*Selected excerpt*:
NEW ORLEANS (WVUE) - COVID-19 has been especially lethal for African Americans and in a section of New Orleans where blacks make up the largest part of the community a new effort is underway to encourage people to take the coronavirus vaccine.
The District “E” Vaccine Task Force was unveiled.
It is no secret that major missteps in research like the Tuskegee Experiment have caused lingering trust issues for some African Americans, in terms of healthcare research.
Still, local healthcare professionals and community leaders are urging blacks and other minorities to take the vaccine.
City Councilwoman Cyndi Nguyen who represents the sprawling District “E” council district and health care professionals are working together to make sure residents roll up their sleeve and get the shots.
Dr. Takeisha Davis is CEO of New Orleans East Hospital.
“We want to make sure that we have fair and equitable access to the vaccine,” said Davis.

*Extracted material*:
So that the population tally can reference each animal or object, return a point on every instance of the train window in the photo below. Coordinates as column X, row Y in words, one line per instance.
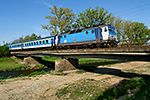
column 92, row 31
column 105, row 29
column 100, row 29
column 86, row 32
column 110, row 29
column 46, row 41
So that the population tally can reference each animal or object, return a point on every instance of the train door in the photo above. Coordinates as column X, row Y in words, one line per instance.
column 105, row 33
column 56, row 40
column 98, row 33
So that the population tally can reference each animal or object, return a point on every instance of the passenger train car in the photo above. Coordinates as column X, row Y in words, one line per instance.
column 102, row 34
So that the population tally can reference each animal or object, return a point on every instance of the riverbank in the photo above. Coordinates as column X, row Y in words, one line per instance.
column 80, row 84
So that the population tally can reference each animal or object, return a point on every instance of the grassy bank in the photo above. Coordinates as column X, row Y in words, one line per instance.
column 137, row 88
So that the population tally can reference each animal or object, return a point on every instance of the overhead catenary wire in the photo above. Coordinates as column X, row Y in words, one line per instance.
column 134, row 9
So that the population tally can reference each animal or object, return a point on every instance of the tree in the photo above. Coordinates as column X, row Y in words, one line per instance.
column 61, row 20
column 4, row 51
column 91, row 17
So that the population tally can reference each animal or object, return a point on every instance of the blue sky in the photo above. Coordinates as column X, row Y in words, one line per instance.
column 24, row 17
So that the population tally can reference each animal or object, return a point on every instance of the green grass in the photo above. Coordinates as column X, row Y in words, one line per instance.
column 80, row 71
column 82, row 89
column 137, row 88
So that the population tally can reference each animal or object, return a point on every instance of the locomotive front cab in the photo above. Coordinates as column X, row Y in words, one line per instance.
column 112, row 33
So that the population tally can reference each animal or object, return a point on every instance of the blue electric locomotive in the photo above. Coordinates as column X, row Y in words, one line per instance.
column 103, row 34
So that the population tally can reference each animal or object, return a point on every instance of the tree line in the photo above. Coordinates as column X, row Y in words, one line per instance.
column 64, row 20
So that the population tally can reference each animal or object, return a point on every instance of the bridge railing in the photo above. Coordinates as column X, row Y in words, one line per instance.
column 134, row 43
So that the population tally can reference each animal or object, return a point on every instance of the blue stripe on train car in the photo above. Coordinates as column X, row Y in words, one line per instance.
column 98, row 33
column 112, row 30
column 78, row 37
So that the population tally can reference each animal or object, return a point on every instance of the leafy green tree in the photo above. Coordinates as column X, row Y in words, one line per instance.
column 61, row 20
column 91, row 17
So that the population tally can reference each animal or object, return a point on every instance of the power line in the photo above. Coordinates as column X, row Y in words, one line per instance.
column 132, row 8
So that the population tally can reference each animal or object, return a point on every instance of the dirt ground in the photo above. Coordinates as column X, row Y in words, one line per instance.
column 44, row 87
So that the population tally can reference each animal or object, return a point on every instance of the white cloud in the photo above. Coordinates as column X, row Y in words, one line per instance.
column 47, row 4
column 40, row 31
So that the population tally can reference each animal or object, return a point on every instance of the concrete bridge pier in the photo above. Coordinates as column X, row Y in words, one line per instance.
column 66, row 64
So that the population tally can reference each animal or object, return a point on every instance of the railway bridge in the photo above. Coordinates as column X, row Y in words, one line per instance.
column 138, row 53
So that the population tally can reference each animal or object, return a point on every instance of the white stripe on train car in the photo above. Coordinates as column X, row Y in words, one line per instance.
column 38, row 46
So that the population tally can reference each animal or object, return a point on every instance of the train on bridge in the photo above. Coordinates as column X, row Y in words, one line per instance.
column 99, row 36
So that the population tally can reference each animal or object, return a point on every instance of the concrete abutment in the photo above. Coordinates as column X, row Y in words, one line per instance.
column 66, row 64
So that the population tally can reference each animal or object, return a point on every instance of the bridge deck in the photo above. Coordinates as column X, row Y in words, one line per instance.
column 131, row 53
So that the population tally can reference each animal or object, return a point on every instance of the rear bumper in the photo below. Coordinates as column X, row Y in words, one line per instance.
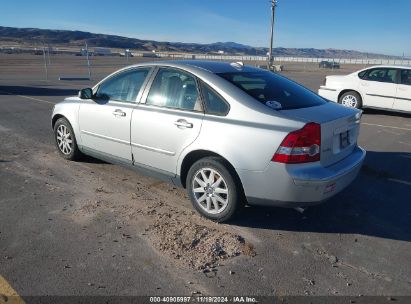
column 328, row 93
column 300, row 185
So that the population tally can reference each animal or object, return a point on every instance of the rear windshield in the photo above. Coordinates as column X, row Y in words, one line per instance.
column 274, row 90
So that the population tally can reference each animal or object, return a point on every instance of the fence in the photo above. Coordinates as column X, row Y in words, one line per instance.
column 362, row 61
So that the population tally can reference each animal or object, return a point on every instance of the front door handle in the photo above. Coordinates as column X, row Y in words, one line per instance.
column 118, row 112
column 182, row 123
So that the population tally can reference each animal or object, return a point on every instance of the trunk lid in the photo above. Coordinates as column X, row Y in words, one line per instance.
column 339, row 129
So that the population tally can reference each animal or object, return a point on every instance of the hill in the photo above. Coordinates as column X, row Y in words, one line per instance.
column 65, row 38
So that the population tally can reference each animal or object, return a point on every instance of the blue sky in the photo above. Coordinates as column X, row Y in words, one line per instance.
column 381, row 26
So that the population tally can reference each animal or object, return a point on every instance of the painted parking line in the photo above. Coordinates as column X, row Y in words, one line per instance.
column 384, row 126
column 28, row 97
column 8, row 294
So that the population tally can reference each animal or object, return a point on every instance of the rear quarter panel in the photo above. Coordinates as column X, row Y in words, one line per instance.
column 69, row 109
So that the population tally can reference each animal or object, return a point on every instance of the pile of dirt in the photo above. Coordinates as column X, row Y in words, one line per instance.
column 194, row 242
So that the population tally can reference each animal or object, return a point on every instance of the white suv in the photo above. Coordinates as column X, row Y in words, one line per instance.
column 384, row 87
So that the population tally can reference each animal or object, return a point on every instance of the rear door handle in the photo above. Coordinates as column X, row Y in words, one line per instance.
column 182, row 123
column 118, row 112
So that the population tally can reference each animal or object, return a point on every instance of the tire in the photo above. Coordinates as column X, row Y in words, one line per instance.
column 65, row 140
column 220, row 202
column 351, row 99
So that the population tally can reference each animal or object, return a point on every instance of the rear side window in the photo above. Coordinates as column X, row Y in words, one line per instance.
column 361, row 75
column 382, row 75
column 214, row 103
column 406, row 77
column 123, row 86
column 274, row 90
column 174, row 89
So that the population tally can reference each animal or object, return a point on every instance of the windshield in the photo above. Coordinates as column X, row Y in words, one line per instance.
column 274, row 90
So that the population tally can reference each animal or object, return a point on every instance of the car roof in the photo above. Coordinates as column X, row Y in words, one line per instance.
column 210, row 66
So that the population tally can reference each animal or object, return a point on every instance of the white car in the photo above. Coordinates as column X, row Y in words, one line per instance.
column 383, row 87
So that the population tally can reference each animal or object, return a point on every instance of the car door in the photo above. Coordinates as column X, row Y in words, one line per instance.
column 105, row 120
column 403, row 98
column 168, row 119
column 378, row 87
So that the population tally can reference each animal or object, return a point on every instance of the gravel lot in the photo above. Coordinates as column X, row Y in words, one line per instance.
column 92, row 228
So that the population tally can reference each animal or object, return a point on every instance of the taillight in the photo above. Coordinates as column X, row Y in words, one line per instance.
column 301, row 146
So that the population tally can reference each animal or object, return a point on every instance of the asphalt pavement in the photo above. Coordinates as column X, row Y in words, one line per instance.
column 70, row 228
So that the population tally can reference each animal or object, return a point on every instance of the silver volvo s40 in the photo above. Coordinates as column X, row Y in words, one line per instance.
column 230, row 134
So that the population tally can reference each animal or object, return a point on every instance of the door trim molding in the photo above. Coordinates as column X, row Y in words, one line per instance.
column 148, row 148
column 384, row 96
column 121, row 141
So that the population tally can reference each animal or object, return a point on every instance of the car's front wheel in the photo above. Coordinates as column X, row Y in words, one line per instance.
column 65, row 139
column 351, row 99
column 214, row 190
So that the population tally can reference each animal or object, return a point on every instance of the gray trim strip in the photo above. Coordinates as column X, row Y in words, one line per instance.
column 153, row 149
column 106, row 137
column 327, row 89
column 376, row 95
column 402, row 98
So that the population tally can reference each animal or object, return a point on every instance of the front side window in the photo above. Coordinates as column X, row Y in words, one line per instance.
column 214, row 103
column 406, row 77
column 382, row 75
column 124, row 86
column 174, row 89
column 273, row 89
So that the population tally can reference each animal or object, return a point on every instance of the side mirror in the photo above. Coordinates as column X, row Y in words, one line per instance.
column 86, row 93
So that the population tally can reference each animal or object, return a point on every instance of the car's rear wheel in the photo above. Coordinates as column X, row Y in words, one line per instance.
column 65, row 140
column 214, row 190
column 351, row 99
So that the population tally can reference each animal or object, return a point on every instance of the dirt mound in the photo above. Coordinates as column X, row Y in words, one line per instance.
column 194, row 242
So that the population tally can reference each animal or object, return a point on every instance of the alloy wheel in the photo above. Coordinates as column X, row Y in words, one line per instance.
column 210, row 190
column 349, row 101
column 64, row 140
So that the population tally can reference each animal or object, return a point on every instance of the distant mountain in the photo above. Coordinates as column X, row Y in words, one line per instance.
column 64, row 38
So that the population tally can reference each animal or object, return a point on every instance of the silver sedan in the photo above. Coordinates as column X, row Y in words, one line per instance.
column 230, row 134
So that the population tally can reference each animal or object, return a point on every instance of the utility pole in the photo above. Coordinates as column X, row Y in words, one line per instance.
column 270, row 54
column 45, row 61
column 88, row 61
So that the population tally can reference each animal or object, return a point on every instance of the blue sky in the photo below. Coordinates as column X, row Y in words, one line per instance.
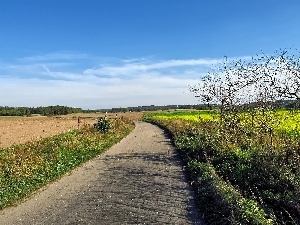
column 117, row 53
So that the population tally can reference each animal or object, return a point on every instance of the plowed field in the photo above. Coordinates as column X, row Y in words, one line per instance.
column 18, row 130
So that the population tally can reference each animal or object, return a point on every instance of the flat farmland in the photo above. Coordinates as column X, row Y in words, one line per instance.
column 19, row 130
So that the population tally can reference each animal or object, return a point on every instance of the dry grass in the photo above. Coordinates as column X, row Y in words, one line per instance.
column 19, row 130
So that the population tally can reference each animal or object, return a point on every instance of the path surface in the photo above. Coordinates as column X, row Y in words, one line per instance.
column 138, row 181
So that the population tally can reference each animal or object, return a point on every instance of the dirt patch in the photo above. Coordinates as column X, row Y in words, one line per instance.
column 138, row 181
column 20, row 130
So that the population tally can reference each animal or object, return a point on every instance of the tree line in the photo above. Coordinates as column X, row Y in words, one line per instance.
column 42, row 110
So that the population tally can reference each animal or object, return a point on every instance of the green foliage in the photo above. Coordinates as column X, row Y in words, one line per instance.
column 45, row 111
column 103, row 125
column 239, row 177
column 25, row 168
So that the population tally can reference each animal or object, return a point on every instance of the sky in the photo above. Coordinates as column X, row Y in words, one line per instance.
column 97, row 54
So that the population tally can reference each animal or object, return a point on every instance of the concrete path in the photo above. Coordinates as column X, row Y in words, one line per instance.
column 138, row 181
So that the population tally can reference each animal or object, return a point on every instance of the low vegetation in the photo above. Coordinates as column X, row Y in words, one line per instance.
column 27, row 167
column 240, row 177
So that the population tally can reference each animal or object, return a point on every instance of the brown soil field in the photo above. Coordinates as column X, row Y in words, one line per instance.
column 19, row 130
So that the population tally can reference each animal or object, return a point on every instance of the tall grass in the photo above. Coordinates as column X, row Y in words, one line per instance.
column 240, row 177
column 27, row 167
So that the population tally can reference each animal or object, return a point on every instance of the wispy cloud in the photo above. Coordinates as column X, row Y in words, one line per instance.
column 92, row 83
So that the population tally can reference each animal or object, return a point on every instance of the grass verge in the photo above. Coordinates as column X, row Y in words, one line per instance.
column 239, row 178
column 27, row 167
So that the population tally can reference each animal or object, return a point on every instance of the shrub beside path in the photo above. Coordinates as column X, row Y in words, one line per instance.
column 138, row 181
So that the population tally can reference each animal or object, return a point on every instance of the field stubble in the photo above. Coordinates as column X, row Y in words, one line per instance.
column 19, row 130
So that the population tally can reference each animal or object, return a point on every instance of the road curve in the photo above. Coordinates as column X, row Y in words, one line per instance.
column 138, row 181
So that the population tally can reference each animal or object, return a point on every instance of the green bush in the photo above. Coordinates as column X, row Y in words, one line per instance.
column 103, row 125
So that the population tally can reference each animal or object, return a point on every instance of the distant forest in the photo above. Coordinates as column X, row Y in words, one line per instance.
column 64, row 110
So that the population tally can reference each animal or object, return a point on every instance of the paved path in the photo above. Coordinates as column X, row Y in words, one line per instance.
column 138, row 181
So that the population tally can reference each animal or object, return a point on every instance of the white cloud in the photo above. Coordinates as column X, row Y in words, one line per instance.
column 38, row 81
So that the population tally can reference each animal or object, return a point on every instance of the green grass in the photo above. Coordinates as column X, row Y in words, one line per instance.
column 239, row 174
column 25, row 168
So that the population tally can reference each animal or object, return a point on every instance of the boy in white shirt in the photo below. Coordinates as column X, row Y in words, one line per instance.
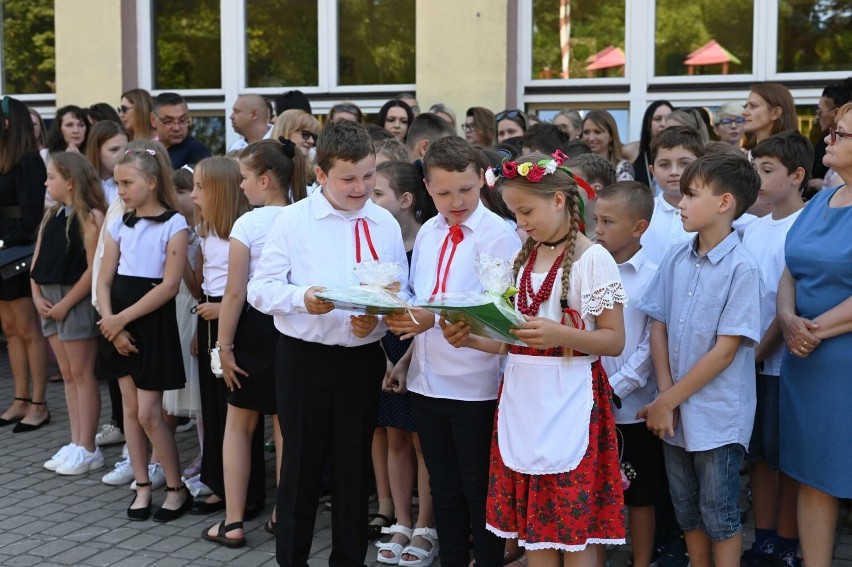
column 454, row 391
column 783, row 163
column 329, row 365
column 622, row 213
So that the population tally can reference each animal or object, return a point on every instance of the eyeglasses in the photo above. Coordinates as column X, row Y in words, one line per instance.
column 169, row 122
column 834, row 134
column 731, row 121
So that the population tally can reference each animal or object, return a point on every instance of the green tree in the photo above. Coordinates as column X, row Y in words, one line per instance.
column 29, row 46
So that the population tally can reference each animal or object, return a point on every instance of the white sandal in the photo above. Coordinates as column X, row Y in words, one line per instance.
column 424, row 557
column 396, row 549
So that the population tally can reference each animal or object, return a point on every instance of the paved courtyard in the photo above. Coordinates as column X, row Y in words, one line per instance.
column 49, row 520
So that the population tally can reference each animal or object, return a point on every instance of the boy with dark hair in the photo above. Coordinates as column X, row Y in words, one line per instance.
column 425, row 129
column 329, row 365
column 705, row 304
column 783, row 162
column 622, row 214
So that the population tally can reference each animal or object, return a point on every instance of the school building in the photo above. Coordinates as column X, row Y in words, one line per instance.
column 538, row 55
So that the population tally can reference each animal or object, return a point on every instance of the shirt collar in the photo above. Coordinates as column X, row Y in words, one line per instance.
column 720, row 250
column 471, row 222
column 323, row 208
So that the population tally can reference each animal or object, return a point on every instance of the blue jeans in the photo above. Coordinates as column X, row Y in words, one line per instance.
column 705, row 486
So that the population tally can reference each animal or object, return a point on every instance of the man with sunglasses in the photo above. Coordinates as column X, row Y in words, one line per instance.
column 250, row 119
column 170, row 118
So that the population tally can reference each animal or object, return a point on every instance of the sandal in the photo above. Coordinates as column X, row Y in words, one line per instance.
column 374, row 531
column 396, row 549
column 220, row 534
column 425, row 557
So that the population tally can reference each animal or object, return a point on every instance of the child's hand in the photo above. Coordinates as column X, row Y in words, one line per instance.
column 314, row 305
column 363, row 325
column 111, row 326
column 208, row 311
column 402, row 325
column 457, row 334
column 42, row 306
column 124, row 344
column 540, row 332
column 230, row 370
column 659, row 418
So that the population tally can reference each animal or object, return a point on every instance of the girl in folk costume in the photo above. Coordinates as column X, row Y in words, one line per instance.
column 555, row 482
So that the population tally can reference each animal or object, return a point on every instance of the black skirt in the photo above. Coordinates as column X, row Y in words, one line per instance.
column 159, row 363
column 255, row 343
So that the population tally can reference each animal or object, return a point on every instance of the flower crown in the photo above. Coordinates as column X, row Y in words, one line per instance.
column 534, row 172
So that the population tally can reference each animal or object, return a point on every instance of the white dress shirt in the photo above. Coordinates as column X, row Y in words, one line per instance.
column 313, row 244
column 437, row 369
column 631, row 374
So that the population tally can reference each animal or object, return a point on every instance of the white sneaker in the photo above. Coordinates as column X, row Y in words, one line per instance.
column 82, row 462
column 120, row 475
column 109, row 435
column 156, row 476
column 60, row 457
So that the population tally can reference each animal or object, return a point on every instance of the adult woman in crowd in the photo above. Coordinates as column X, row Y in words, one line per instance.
column 69, row 130
column 769, row 110
column 570, row 122
column 815, row 312
column 653, row 122
column 729, row 123
column 600, row 133
column 135, row 114
column 22, row 177
column 480, row 126
column 396, row 116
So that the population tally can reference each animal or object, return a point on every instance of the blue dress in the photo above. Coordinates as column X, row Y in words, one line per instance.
column 816, row 392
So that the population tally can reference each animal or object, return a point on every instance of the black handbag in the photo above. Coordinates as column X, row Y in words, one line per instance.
column 16, row 260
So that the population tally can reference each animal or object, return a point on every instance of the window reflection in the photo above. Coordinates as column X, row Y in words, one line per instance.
column 706, row 37
column 592, row 31
column 281, row 43
column 376, row 42
column 187, row 45
column 29, row 53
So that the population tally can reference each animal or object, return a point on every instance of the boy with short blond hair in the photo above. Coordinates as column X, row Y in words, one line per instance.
column 705, row 304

*About this exercise*:
From the New Orleans vaccine task force text, extract the stretch from "NEW ORLEANS (WVUE)" through "get the shots.", copying it word for word.

*Task response*:
NEW ORLEANS (WVUE) - COVID-19 has been especially lethal for African Americans and in a section of New Orleans where blacks make up the largest part of the community a new effort is underway to encourage people to take the coronavirus vaccine.
The District “E” Vaccine Task Force was unveiled.
It is no secret that major missteps in research like the Tuskegee Experiment have caused lingering trust issues for some African Americans, in terms of healthcare research.
Still, local healthcare professionals and community leaders are urging blacks and other minorities to take the vaccine.
City Councilwoman Cyndi Nguyen who represents the sprawling District “E” council district and health care professionals are working together to make sure residents roll up their sleeve and get the shots.